Although the entries hold pictures, only their words are printed back, exactly as given.

━━━

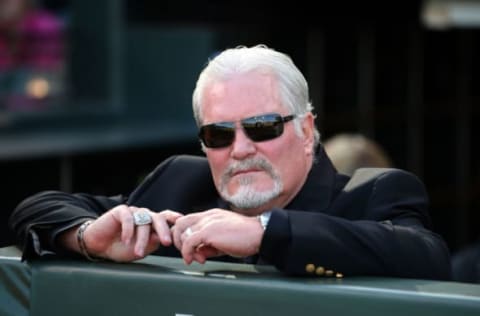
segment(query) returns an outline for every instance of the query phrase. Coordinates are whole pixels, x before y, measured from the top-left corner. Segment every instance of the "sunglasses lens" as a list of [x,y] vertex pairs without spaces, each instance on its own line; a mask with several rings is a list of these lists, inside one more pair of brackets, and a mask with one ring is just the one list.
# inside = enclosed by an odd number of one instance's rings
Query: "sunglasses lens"
[[282,117],[278,114],[267,114],[248,118],[242,121],[248,137],[256,142],[277,138],[283,133]]
[[235,138],[235,125],[233,123],[205,125],[200,128],[199,137],[206,147],[226,147],[229,146]]
[[[282,117],[271,113],[242,120],[242,127],[247,136],[255,141],[262,142],[282,135],[283,125],[295,118],[295,115]],[[209,148],[230,146],[235,140],[235,122],[221,122],[204,125],[198,136],[203,144]]]

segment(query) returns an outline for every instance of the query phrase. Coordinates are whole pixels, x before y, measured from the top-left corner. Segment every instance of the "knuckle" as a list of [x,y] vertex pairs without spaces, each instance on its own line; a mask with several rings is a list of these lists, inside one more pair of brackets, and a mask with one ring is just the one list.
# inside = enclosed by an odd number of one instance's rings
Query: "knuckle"
[[127,206],[125,204],[120,204],[112,208],[112,212],[122,212],[127,209]]

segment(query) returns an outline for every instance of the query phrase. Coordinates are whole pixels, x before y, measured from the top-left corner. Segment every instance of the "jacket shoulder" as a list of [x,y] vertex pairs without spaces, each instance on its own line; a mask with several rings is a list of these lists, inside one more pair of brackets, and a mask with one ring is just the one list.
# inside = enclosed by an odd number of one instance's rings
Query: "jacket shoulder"
[[211,204],[216,197],[207,159],[178,155],[160,163],[133,191],[128,203],[182,212]]
[[[394,210],[415,210],[429,225],[428,195],[413,173],[395,168],[360,168],[337,196],[335,209],[350,219],[380,220]],[[363,210],[363,212],[359,211]],[[391,215],[391,214],[390,214]]]
[[410,181],[415,181],[420,183],[416,175],[411,172],[396,169],[396,168],[359,168],[357,169],[347,184],[344,187],[344,191],[348,192],[355,190],[361,186],[374,184],[379,178],[389,177],[392,179],[409,179]]

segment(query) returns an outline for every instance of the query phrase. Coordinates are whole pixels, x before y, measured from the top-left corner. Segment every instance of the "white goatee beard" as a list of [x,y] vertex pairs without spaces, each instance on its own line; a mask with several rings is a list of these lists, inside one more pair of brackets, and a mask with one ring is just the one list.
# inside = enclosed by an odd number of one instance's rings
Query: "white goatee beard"
[[[248,169],[259,169],[265,171],[273,181],[273,188],[268,191],[257,191],[252,187],[253,177],[242,176],[240,187],[234,194],[229,194],[227,184],[235,172]],[[273,169],[272,165],[263,158],[251,158],[239,161],[230,165],[224,172],[220,182],[220,195],[224,200],[240,209],[258,208],[274,198],[278,197],[283,190],[283,183],[280,175]]]

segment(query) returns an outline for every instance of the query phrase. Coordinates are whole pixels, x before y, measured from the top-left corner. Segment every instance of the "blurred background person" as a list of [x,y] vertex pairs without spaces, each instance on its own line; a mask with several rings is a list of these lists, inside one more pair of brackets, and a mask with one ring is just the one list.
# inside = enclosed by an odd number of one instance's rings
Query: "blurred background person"
[[0,0],[0,110],[43,109],[64,93],[64,23],[33,0]]
[[349,176],[358,168],[393,167],[385,150],[361,134],[338,134],[326,140],[324,146],[338,172]]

━━━

TASK RESULT
segment(query) returns an outline for every instance of the query phrase. Coordinates are whole pixels, x before y, measured from the top-left corner. Segment every instance of the "sunglasses lens" as a list of [x,y] vertex pairs without spaces, each instance on its own line; a mask with several rings is a list of these lists, inside one more pair of brackets, and a mask with one ring is just the one list.
# inside = enclosed by an odd number of one instance's rings
Query: "sunglasses lens"
[[282,117],[278,114],[267,114],[248,118],[242,121],[248,137],[256,142],[277,138],[283,133]]
[[235,138],[235,125],[233,123],[205,125],[200,128],[199,137],[206,147],[226,147],[229,146]]
[[[282,117],[271,113],[242,120],[242,127],[247,136],[255,141],[262,142],[282,135],[283,125],[295,118],[295,115]],[[209,148],[230,146],[235,140],[235,122],[221,122],[204,125],[198,136],[203,144]]]

segment(query) returns an outline for every instance of the query phrase. Coordinates are whole pixels, x before y, measured from the top-left corner. Segment every instance of the "knuckle" as a list of [x,y] vertex pairs without spaces, each instance on its own line; a mask with several rings is a list of these lists, inside one more pair of brackets, and a mask with one ring is just the one list.
# inside = enclosed by an odd number of one instance's rings
Query: "knuckle"
[[127,206],[125,204],[120,204],[112,208],[112,212],[122,212],[127,209]]

segment(query) returns an outline for every instance of the query phrase. Coordinates are whole pixels, x before y, measured from the top-left corner. Segment every instance of the "jacket shoulder" as a list of [x,y] vertex pairs without spaces, each instance on its own line; a mask with several rings is a list of these lists, inside one more pair of brackets, and a mask with one ring is just the one list.
# inside = enclosed by an odd number of one instance's rings
Query: "jacket shoulder"
[[211,204],[216,197],[207,159],[178,155],[160,163],[133,191],[128,203],[182,212]]
[[[394,210],[415,210],[429,225],[428,195],[413,173],[395,168],[360,168],[337,196],[335,209],[350,219],[380,220]],[[363,210],[363,212],[359,211]],[[391,215],[391,214],[390,214]]]
[[410,181],[415,181],[420,183],[416,175],[411,172],[396,169],[396,168],[359,168],[357,169],[347,184],[344,187],[344,191],[348,192],[355,190],[361,186],[374,184],[379,178],[389,177],[392,179],[409,179]]

segment(query) returns an outline for every instance of the query phrase. Coordinates are whole pixels, x before y, measured from the top-left corner. Segment every instance of the "white goatee beard" as a list of [x,y] vertex pairs without spaces, each instance on its own line; a mask with several rings is a list of these lists, inside one more pair of brackets, and a mask with one ring is just the one list.
# inside = enclosed by an odd number of one instance's rings
Query: "white goatee beard"
[[[248,169],[259,169],[265,171],[273,181],[273,188],[268,191],[257,191],[252,187],[253,177],[242,176],[240,187],[234,194],[229,194],[227,184],[235,172]],[[273,169],[272,165],[263,158],[251,158],[239,161],[230,165],[224,172],[220,182],[220,195],[224,200],[240,209],[258,208],[274,198],[278,197],[283,190],[283,183],[280,175]]]

segment(query) returns an outline for every instance of the query phrase. Coordinates are whole pixels, x before y, measured from the top-left corner. Segment every instance of the "blurred background person" as a list of [x,y] vertex pairs without spaces, each instance on its own line; a mask with several rings is a list of these lists, inside one more pair of brackets, and a mask with one ring is just the one list.
# inside = enclosed by an odd number of one instance's rings
Query: "blurred background person"
[[0,0],[0,110],[43,109],[64,93],[64,23],[33,0]]
[[349,176],[358,168],[393,167],[385,150],[361,134],[338,134],[326,140],[324,146],[338,172]]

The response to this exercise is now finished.